Image annotation data:
= = = = =
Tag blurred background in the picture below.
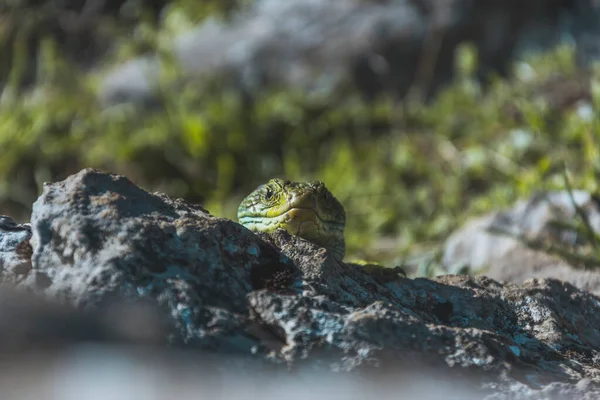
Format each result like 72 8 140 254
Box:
0 0 600 263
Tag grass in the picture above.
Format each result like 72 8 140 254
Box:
0 5 600 272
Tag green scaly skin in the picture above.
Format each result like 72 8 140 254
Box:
238 179 346 261
238 179 406 284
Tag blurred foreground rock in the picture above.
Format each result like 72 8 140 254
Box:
0 169 600 399
101 0 600 105
443 191 600 295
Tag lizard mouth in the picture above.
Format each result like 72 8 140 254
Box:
240 207 344 247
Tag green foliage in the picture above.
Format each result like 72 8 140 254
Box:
0 5 600 263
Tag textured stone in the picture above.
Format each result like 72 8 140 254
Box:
0 169 600 399
101 0 584 104
442 191 600 294
0 215 32 282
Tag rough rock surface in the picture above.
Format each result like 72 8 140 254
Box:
0 169 600 399
101 0 600 104
442 191 600 294
0 215 32 282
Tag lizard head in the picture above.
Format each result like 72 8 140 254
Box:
238 179 346 260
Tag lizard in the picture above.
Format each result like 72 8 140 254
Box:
237 178 406 281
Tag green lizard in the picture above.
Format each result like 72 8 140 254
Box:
238 179 406 281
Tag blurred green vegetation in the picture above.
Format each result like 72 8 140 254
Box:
0 0 600 268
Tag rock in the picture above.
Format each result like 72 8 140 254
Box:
100 0 592 105
0 169 600 399
0 215 32 282
442 191 600 294
26 169 291 353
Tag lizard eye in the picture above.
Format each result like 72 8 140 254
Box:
265 187 273 200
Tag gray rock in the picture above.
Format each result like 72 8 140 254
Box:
= = = = =
What this task involves ::
Retype the listing above line for line, with no changes, omitting the pictures.

Answer to the exercise ::
Tag blurred background in the picture below.
Format each result like 72 8 140 254
Box:
0 0 600 263
Tag grass in the picture above.
Format each result like 72 8 140 254
Box:
0 5 600 272
Tag green scaly skin in the picture above.
Format each result like 72 8 140 254
Box:
238 179 346 261
238 179 406 284
Tag blurred foreground rock in the picture above.
Format each result like 72 8 140 254
Box:
0 169 600 399
101 0 600 105
443 191 600 295
Tag lizard mouth in the picture above.
Format each result like 72 8 140 254
Box:
240 207 344 247
Tag green foliage in the picture above.
Format each result like 72 8 140 254
Box:
0 5 600 263
Tag textured stone in the picture above.
Format each result like 72 8 140 254
Box:
0 169 600 399
101 0 584 104
442 191 600 294
0 215 32 282
Tag rough rock surface in the picture above.
Format each result like 72 8 140 254
Box:
0 169 600 399
101 0 600 104
442 191 600 294
0 215 32 282
Tag lizard head in the picture above.
Format each result like 72 8 140 254
Box:
238 179 346 260
Tag lizard in the picture above.
Format each result like 72 8 140 254
Box:
237 178 406 281
Tag green lizard in the picture above.
Format each result like 72 8 140 254
Box:
238 179 406 281
Tag blurred green vegetation in the picture above.
Format each result like 72 8 140 254
Box:
0 0 600 268
Tag rock in the picture above.
Format each result like 72 8 140 254
Box:
100 0 592 105
0 169 600 399
0 215 32 282
442 191 600 294
26 169 291 353
Tag lizard eye in the picture above.
Format each result like 72 8 140 254
Box:
265 187 273 200
Tag gray rock in the picture above.
Format each result like 72 8 140 254
Box:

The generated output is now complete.